» **Directions**: When you return the data, keep every line exactly as it is and leave out the pictures.

» **Source material**:

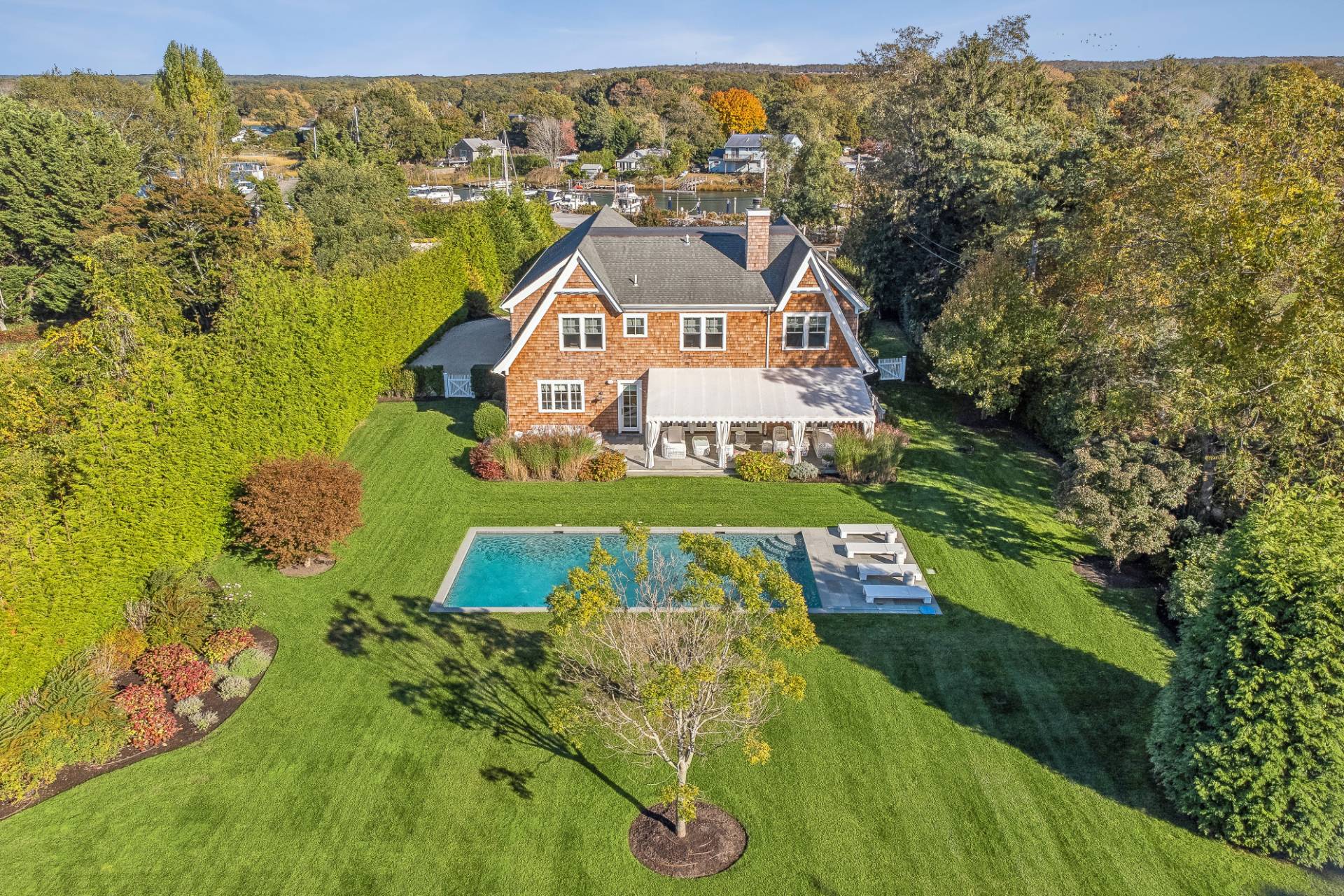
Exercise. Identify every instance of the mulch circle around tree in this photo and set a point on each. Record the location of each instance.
(320, 564)
(80, 773)
(713, 841)
(1100, 570)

» **Exercise answer**:
Exercise. Identify every instance of the mulch circle around tree in this photo and set a point on each. Record the location of each instance.
(320, 564)
(80, 773)
(713, 841)
(1100, 570)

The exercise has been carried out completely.